*Exercise objective:* Please reproduce the material from the line containing "point per instance: anther" through its final line, both included, keeping every line unchanged.

*Point annotation dataset entries:*

────────────────────────────────────────

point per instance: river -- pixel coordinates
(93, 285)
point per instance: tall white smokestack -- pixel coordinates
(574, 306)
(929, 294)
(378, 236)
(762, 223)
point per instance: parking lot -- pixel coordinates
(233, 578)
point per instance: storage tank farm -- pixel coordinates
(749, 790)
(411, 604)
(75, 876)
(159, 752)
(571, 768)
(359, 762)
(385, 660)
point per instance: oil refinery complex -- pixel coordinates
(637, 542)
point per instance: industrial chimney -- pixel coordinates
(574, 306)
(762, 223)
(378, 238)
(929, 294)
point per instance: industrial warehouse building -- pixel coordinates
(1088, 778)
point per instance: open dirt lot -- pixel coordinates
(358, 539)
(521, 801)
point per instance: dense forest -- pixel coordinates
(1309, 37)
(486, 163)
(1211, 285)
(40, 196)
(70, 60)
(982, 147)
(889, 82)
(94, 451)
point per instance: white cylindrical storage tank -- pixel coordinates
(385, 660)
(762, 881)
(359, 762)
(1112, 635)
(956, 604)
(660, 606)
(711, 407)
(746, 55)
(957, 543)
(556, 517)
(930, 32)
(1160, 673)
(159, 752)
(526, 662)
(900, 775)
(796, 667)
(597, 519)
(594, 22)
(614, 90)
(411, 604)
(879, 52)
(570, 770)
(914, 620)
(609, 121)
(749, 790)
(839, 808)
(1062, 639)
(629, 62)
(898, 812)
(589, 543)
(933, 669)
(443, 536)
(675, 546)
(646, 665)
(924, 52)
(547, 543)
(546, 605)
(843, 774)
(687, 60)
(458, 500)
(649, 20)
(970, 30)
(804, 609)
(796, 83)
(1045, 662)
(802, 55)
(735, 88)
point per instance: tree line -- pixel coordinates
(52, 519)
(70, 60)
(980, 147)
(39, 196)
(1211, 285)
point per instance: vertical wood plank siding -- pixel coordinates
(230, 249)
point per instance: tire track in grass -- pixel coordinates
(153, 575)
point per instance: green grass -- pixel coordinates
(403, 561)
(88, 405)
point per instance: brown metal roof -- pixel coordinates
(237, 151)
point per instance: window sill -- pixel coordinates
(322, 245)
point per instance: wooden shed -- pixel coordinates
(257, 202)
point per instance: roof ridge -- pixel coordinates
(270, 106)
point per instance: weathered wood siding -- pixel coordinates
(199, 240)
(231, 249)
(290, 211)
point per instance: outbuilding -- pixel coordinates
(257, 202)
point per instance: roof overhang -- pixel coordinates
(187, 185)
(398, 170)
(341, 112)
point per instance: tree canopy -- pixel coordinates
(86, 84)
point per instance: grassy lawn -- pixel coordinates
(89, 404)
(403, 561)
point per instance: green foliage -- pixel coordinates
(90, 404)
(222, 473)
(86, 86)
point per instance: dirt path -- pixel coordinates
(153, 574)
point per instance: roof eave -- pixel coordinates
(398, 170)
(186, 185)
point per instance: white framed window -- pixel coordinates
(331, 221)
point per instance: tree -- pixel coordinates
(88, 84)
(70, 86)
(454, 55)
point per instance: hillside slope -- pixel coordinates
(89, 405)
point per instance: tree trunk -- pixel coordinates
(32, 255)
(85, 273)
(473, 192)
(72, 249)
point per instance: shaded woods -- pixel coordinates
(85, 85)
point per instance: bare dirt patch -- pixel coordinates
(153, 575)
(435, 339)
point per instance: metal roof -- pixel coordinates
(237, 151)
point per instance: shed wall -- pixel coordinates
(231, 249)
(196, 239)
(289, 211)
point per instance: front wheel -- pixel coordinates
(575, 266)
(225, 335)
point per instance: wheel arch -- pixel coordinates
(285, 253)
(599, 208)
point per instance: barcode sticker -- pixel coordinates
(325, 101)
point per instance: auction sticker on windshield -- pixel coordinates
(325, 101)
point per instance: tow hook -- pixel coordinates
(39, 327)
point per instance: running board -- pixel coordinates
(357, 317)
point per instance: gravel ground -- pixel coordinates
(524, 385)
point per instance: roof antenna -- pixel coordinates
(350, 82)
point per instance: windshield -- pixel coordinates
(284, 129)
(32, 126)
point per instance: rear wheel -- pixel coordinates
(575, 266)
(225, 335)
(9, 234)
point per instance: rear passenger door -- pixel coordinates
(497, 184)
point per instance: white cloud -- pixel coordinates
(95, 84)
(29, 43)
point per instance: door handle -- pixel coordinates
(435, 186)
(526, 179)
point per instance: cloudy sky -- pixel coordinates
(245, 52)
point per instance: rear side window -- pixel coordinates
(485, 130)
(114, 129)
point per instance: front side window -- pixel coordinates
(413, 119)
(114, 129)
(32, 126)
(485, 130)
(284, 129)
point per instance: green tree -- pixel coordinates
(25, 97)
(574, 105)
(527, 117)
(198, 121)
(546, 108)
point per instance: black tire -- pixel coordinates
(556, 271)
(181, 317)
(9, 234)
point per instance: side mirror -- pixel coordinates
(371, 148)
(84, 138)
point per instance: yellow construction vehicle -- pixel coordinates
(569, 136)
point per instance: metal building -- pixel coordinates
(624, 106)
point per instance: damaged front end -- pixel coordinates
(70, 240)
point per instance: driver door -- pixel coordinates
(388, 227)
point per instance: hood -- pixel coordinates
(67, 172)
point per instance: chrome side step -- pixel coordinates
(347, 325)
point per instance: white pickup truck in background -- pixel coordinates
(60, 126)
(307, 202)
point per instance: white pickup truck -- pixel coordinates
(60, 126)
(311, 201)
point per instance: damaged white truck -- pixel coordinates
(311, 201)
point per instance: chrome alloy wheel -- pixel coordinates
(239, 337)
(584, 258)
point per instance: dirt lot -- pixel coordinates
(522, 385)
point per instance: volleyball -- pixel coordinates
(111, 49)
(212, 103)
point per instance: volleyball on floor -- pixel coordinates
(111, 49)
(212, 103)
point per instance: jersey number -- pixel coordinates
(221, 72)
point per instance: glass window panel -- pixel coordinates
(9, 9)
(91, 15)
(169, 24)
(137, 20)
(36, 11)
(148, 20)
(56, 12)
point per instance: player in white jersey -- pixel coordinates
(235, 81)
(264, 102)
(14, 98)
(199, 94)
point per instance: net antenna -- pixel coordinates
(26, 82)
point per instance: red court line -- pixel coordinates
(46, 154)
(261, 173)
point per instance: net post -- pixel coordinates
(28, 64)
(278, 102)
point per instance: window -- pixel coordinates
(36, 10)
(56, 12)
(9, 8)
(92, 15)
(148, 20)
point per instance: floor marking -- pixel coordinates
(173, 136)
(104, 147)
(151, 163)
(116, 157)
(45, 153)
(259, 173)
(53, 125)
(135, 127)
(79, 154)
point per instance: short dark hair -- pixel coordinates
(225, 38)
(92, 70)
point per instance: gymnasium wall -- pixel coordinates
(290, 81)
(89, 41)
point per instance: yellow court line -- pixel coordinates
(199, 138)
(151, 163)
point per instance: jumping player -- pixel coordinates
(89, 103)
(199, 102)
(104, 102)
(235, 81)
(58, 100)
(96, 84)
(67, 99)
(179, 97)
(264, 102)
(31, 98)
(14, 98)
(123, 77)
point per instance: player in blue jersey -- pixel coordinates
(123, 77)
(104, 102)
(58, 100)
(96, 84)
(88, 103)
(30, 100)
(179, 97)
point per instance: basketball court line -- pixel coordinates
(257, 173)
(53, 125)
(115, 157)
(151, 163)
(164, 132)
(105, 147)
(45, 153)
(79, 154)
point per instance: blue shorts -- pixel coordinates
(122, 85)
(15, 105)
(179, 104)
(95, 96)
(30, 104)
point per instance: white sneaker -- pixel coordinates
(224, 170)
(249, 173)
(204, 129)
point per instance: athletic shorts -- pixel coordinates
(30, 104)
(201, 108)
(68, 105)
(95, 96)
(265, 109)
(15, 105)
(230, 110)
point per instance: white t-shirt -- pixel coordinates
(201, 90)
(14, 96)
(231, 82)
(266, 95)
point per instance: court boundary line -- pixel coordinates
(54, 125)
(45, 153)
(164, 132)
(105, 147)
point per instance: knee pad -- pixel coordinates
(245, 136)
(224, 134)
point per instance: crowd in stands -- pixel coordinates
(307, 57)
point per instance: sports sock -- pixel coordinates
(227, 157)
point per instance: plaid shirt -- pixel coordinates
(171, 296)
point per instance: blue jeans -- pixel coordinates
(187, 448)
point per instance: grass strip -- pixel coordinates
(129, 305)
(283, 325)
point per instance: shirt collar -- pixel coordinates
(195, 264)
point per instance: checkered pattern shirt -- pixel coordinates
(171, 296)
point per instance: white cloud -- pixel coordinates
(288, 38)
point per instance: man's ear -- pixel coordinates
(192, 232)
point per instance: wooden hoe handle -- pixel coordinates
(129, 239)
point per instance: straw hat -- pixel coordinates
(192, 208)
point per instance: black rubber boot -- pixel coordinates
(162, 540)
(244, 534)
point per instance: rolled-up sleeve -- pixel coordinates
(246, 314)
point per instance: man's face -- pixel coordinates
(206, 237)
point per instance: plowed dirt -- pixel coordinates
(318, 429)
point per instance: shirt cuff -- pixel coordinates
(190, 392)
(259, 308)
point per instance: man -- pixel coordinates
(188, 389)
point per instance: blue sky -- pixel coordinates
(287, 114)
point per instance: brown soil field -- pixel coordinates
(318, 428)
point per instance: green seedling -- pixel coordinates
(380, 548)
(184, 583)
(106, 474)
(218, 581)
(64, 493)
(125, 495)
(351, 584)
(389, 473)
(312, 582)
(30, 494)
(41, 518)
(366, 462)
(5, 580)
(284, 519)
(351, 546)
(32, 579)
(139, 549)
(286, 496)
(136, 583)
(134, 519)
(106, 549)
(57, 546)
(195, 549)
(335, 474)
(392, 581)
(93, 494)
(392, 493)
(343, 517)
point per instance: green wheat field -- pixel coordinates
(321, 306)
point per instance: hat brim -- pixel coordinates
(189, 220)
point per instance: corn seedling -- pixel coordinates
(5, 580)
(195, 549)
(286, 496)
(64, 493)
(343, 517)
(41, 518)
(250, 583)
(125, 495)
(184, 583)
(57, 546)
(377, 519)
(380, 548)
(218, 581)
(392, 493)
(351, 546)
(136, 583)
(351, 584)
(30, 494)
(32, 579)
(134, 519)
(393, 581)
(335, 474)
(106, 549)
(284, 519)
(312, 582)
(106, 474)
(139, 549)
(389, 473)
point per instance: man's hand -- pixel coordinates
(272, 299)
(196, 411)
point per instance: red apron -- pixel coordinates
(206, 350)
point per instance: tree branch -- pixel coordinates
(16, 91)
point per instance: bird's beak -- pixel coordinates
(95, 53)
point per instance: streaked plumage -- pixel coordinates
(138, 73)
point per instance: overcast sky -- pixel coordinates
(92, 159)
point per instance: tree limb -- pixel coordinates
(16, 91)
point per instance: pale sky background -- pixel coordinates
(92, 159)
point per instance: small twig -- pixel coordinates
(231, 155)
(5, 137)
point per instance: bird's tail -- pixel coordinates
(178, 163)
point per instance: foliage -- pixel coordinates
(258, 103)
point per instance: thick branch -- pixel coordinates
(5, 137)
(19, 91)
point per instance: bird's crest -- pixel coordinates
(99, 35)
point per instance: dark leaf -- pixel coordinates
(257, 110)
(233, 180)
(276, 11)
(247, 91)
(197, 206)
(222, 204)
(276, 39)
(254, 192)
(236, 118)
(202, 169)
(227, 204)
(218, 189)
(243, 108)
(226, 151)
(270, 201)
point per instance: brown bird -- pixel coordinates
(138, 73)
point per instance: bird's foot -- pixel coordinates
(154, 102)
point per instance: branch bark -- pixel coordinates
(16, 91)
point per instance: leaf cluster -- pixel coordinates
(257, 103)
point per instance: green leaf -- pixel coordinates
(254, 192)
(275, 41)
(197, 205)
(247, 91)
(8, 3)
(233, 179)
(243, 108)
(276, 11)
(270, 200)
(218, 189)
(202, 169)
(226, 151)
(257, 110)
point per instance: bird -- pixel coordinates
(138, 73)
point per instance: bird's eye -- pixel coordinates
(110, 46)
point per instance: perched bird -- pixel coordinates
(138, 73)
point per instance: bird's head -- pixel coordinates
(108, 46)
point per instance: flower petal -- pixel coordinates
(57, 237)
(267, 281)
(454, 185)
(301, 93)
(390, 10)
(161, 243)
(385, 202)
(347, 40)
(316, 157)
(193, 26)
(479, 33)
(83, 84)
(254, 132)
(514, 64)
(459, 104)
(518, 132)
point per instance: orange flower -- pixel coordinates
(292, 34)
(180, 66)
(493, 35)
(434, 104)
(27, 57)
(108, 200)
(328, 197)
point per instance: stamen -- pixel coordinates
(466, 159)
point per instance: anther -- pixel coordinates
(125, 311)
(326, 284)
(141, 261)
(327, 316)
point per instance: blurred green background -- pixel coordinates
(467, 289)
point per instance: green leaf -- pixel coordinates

────────────────────────────────────────

*Exercise output:*
point per instance: anther -- pixel coordinates
(125, 311)
(326, 284)
(141, 261)
(327, 316)
point per instance: blurred green background -- pixel coordinates
(467, 289)
point per instance: green leaf -- pixel coordinates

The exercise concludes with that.